- [PROBLEM A]:
Answer these questions using the model-building notebook:
(i) What share of the data goes to training in the first split?
(ii) Which two columns are dropped from the table to form the features X?
(iii) Which scaler class is used to scale the features?
- [PROBLEM B]:
In the model-building notebook, reproduce everything from "# First, split" down to "the total data)".

- [DOCUMENT SEGMENT]:
- Opening Delimiter -
Build Model

In [None]:
import pandas as pd
import numpy as np
from sklearn.model_selection import train_test_split
from sklearn.linear_model import LinearRegression
from sklearn.metrics import mean_squared_error, r2_score

In [None]:
sales_per_day_per_store=pd.read_csv("sales_per_day_per_store.csv")

In [None]:
# Convert 'date' to datetime and extract additional features
sales_per_day_per_store['date'] = pd.to_datetime(sales_per_day_per_store['date'])
sales_per_day_per_store['day'] = sales_per_day_per_store['date'].dt.day
sales_per_day_per_store['month'] = sales_per_day_per_store['date'].dt.month
sales_per_day_per_store['weekday'] = sales_per_day_per_store['date'].dt.weekday

# Drop the 'date' column since it's no longer needed
sales_per_day_per_store.drop(columns=['date'], inplace=True)

# One-hot encode categorical variables ('city', 'state', 'type')
sales_per_day_per_store = pd.get_dummies(sales_per_day_per_store, columns=['city', 'state', 'type','is_holiday'], drop_first=True)

In [None]:
# Define target variable (y) and features (X)
X = sales_per_day_per_store.drop(columns=['sales','transactions'])
y = sales_per_day_per_store['sales']

# First, split 70% of the data into training, and 30% into validation and test sets
X_train, X_temp, y_train, y_temp = train_test_split(X, y, test_size=0.3, random_state=42)

# Now, split the remaining 30% into 50% validation and 50% test (which equals 15% each of the total data)
X_valid, X_test, y_valid, y_test = train_test_split(X_temp, y_temp, test_size=0.5, random_state=42)

In [None]:
from sklearn.preprocessing import StandardScaler

# Assuming you have fitted a scaler on the training data
scaler = StandardScaler()
X_train_scaled = scaler.fit_transform(X_train)  # Fit on training data
X_valid_scaled = scaler.transform(X_valid)  # Transform validation data using the same scaler
X_test_scaled = scaler.transform(X_test)  # Transform test data using the same scaler

In [None]:
from sklearn.linear_model import LinearRegression

# Re-initialize and re-train the model
model = LinearRegression()
model.fit(X_train_scaled, y_train)  # Train on scaled data

# Make predictions again
y_valid_pred = model.predict(X_valid_scaled)

In [None]:
# Check the predictions
y_train_pred = model.predict(X_train_scaled)
y_valid_pred = model.predict(X_valid_scaled)
y_test_pred = model.predict(X_test_scaled)

In [None]:
def rmsle(y_true, y_pred):
    """
    Calculate Root Mean Squared Logarithmic Error (RMSLE).
- Closing Delimiter -
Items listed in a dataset
- Opening Delimiter -
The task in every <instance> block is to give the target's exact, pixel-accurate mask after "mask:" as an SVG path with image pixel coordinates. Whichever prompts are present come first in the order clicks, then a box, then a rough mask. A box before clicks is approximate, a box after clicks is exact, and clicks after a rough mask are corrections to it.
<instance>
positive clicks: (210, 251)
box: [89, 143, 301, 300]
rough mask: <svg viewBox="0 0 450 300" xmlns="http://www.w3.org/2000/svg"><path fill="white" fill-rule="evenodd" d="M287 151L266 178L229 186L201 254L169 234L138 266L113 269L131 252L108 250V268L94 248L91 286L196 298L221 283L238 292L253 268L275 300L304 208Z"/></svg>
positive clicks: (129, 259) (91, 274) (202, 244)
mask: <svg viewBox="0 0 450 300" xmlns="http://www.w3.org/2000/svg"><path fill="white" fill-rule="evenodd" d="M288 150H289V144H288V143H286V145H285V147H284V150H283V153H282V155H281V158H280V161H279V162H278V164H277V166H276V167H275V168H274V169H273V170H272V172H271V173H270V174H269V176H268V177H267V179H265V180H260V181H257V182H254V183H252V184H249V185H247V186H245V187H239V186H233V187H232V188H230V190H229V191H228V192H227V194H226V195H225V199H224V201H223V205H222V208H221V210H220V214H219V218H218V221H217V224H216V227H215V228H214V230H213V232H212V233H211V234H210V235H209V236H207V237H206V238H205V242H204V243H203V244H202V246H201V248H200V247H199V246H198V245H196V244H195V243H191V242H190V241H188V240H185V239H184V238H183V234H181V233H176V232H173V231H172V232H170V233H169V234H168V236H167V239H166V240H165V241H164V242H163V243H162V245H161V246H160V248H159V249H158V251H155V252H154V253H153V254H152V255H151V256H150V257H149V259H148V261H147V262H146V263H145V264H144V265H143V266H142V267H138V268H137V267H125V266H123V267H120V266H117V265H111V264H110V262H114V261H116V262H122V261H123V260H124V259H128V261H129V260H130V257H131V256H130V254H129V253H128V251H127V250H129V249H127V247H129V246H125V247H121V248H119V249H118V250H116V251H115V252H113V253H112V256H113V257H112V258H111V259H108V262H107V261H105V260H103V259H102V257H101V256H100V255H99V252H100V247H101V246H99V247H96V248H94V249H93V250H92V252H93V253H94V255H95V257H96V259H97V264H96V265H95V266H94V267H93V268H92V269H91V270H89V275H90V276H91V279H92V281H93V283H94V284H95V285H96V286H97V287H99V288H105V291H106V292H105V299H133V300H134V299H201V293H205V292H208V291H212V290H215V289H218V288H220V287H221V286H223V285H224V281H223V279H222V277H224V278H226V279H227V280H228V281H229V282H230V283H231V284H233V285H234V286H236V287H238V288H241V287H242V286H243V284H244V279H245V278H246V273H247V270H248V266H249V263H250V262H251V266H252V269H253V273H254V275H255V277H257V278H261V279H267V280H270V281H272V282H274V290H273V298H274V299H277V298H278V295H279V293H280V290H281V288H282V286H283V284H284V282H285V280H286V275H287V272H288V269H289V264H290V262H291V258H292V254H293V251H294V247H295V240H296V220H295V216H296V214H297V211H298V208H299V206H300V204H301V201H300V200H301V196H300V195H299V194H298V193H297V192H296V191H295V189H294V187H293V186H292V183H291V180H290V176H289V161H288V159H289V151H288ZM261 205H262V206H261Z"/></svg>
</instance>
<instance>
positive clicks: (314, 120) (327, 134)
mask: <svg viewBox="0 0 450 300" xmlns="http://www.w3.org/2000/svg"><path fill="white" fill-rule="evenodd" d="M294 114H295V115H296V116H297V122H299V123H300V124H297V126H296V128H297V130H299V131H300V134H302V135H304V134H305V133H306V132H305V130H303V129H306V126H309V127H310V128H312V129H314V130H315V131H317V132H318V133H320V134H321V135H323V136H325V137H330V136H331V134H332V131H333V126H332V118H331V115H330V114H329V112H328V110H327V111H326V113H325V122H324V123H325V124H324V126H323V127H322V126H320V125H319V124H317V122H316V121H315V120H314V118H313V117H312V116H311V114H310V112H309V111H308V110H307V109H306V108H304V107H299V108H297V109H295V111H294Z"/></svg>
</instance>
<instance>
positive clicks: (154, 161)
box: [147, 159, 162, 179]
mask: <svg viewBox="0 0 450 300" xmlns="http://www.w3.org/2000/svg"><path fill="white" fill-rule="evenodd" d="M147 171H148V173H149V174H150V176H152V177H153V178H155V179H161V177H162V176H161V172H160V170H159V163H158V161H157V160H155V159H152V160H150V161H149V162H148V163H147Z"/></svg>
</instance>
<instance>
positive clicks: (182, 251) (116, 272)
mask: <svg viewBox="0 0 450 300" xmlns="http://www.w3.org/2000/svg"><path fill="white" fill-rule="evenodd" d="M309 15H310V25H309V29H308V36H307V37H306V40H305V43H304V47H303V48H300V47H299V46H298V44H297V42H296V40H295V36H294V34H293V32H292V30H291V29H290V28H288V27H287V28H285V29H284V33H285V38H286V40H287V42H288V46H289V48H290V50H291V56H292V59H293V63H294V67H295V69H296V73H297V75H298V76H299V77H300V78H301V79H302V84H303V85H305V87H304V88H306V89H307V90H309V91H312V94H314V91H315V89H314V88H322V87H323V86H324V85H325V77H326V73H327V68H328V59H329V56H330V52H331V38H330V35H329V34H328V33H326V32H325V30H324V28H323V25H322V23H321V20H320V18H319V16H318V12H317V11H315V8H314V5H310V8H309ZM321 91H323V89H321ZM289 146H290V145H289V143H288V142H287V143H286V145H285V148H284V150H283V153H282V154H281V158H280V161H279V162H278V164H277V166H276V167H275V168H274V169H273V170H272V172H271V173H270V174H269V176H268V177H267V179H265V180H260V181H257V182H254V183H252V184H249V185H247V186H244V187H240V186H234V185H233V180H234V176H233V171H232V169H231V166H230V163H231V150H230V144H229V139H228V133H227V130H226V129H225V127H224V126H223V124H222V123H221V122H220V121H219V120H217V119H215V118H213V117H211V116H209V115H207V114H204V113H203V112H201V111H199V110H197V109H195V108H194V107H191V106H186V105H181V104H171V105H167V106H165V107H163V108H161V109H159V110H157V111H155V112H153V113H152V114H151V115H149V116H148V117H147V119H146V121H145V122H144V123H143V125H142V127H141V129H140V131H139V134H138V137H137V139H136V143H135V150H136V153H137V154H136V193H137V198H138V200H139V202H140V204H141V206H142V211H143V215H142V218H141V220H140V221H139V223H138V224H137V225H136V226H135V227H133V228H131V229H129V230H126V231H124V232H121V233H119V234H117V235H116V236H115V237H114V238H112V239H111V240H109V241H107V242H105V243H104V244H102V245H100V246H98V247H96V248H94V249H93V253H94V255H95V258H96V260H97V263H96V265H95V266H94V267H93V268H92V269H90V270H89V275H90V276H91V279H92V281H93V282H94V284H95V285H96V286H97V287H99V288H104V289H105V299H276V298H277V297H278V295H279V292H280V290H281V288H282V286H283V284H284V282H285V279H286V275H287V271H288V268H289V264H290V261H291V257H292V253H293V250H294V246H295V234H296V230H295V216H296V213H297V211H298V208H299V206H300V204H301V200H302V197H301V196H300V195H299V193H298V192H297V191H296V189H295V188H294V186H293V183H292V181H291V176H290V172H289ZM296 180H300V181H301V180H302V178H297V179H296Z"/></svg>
- Closing Delimiter -
- [ANSWER SPACE A]:
(i) 70%
(ii) 'sales' and 'transactions'
(iii) StandardScaler

- [ANSWER SPACE B]:
# First, split 70% of the data into training, and 30% into validation and test sets
X_train, X_temp, y_train, y_temp = train_test_split(X, y, test_size=0.3, random_state=42)

# Now, split the remaining 30% into 50% validation and 50% test (which equals 15% each of the total data)